Gather each line in the rows below that contains the word "wooden" and copy those lines out in full.

───

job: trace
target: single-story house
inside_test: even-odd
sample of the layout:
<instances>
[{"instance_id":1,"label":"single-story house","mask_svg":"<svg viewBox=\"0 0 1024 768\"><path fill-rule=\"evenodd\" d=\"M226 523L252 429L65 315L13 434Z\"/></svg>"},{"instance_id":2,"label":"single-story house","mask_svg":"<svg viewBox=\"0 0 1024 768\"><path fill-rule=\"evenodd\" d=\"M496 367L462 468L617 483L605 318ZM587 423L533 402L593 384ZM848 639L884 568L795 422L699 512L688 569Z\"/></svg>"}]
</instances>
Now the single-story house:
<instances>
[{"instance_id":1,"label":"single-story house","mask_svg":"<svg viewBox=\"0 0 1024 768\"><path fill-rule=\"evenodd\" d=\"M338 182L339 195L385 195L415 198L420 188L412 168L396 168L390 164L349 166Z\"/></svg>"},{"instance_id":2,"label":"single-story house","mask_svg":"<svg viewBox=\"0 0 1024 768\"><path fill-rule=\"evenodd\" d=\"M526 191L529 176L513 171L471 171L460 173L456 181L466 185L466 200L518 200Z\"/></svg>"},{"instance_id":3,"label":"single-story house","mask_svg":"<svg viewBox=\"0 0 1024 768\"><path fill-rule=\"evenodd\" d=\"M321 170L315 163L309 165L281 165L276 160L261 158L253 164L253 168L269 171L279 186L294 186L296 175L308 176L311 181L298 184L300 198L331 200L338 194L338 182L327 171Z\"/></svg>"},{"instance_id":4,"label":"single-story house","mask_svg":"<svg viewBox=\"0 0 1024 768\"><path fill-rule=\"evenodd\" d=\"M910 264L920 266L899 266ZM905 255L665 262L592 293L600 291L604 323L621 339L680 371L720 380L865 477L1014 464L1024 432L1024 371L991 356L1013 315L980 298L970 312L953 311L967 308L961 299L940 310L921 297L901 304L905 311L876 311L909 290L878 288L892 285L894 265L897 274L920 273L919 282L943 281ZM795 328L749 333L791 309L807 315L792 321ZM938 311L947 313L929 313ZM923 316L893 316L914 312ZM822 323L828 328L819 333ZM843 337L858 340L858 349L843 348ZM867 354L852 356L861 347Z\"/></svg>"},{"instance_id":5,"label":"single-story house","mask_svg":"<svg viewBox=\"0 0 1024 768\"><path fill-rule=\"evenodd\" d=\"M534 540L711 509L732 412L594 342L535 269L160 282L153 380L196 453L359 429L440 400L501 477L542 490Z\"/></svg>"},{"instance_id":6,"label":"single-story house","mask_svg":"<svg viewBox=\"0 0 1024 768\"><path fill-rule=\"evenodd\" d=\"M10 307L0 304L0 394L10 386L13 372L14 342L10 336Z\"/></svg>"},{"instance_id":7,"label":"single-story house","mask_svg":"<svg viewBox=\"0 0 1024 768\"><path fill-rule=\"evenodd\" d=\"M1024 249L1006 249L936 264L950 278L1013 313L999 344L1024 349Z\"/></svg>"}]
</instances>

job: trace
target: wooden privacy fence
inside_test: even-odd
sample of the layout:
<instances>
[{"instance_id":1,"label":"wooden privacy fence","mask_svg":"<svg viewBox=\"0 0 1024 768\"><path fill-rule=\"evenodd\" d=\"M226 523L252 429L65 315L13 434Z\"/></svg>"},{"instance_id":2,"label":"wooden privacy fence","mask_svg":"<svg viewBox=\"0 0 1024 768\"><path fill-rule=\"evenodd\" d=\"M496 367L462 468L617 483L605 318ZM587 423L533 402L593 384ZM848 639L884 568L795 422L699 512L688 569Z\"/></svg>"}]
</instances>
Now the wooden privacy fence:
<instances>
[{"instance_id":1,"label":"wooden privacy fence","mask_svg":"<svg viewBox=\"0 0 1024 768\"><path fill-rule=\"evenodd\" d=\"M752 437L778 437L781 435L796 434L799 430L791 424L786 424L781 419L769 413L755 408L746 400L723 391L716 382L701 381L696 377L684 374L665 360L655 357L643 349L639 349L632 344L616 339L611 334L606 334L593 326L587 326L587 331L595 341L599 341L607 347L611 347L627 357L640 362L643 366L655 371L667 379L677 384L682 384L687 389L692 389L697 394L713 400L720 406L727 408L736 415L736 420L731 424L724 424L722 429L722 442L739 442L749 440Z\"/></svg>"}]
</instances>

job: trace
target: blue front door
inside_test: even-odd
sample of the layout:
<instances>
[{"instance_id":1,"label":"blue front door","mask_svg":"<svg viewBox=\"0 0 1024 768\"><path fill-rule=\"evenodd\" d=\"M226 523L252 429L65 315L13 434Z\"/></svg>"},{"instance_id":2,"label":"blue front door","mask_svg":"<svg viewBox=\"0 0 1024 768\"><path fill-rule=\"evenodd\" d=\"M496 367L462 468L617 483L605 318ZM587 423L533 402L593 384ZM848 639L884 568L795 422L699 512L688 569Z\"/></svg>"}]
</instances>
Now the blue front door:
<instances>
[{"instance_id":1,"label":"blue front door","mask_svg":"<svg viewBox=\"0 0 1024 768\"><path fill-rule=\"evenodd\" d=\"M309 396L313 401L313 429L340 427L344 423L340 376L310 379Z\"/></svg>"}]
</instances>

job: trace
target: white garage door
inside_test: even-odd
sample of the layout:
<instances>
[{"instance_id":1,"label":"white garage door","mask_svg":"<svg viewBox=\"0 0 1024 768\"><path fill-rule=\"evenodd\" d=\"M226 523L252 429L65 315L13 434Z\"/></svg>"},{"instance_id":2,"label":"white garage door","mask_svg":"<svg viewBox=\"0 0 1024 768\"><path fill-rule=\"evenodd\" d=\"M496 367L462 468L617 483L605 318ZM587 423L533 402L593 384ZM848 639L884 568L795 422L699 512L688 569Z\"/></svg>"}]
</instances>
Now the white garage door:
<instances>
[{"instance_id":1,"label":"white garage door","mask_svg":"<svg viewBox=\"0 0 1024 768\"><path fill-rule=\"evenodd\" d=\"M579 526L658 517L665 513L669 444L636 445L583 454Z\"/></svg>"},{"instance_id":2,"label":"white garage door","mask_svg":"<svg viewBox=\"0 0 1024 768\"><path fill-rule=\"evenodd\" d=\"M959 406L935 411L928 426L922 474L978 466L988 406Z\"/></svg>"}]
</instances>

───

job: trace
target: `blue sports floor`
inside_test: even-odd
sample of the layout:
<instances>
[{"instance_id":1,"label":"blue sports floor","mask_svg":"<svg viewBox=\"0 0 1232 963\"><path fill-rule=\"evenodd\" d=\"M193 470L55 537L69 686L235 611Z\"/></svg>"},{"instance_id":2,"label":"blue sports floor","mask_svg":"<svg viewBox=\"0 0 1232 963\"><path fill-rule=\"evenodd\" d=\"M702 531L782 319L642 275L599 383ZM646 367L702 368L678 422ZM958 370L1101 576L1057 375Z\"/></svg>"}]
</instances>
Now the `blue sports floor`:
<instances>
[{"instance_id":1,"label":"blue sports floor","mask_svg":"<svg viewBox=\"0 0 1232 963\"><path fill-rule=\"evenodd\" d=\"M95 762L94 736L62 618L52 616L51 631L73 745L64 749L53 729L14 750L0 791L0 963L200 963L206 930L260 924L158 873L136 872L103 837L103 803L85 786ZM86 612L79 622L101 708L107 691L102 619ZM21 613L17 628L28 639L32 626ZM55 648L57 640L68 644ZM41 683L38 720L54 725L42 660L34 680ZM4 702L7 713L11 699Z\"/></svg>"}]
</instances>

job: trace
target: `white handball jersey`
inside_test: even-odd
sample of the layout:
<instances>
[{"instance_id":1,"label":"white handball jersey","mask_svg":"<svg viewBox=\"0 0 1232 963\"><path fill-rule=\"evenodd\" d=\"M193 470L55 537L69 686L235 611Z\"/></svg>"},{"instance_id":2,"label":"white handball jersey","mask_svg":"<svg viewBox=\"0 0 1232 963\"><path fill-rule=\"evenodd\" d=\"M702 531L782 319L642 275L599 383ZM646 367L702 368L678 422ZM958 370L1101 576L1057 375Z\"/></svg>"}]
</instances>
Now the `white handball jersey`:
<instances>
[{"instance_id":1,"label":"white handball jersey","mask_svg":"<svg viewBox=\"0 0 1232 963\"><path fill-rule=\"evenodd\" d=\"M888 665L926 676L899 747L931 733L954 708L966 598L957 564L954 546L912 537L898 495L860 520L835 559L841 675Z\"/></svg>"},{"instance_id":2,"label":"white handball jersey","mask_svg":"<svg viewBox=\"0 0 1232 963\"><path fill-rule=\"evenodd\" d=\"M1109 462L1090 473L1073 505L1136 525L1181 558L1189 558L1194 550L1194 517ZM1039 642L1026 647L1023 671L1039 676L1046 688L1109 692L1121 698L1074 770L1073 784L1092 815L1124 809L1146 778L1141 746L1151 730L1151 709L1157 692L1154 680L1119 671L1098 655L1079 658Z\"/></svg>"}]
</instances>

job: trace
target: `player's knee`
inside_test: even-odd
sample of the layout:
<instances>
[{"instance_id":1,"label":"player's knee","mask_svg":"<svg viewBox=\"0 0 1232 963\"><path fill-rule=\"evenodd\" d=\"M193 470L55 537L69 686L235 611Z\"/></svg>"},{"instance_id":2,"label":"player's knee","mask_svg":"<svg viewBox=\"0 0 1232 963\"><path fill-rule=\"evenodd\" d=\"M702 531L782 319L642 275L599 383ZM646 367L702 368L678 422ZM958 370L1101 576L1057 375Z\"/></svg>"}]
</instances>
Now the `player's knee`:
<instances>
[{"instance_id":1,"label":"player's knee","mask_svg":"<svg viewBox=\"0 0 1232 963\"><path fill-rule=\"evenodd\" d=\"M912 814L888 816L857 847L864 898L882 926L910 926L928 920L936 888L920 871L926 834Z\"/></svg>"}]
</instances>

───

*TASK ANSWER*.
target: wooden privacy fence
[{"instance_id":1,"label":"wooden privacy fence","mask_svg":"<svg viewBox=\"0 0 1024 768\"><path fill-rule=\"evenodd\" d=\"M226 523L252 429L65 315L13 434Z\"/></svg>"},{"instance_id":2,"label":"wooden privacy fence","mask_svg":"<svg viewBox=\"0 0 1024 768\"><path fill-rule=\"evenodd\" d=\"M496 367L462 468L617 483L605 318ZM587 423L533 402L593 384ZM848 639L884 568L795 422L699 512L688 569Z\"/></svg>"}]
Now the wooden privacy fence:
[{"instance_id":1,"label":"wooden privacy fence","mask_svg":"<svg viewBox=\"0 0 1024 768\"><path fill-rule=\"evenodd\" d=\"M752 437L778 437L781 435L796 434L799 430L791 424L786 424L781 419L769 413L755 408L746 400L723 391L716 382L701 381L696 377L684 374L665 360L655 357L643 349L639 349L632 344L616 339L611 334L606 334L593 326L587 326L587 331L595 341L599 341L607 347L611 347L627 357L640 362L643 366L655 371L667 379L677 384L682 384L687 389L692 389L697 394L713 400L720 406L727 408L736 415L736 420L731 424L724 424L722 429L722 442L739 442L749 440Z\"/></svg>"}]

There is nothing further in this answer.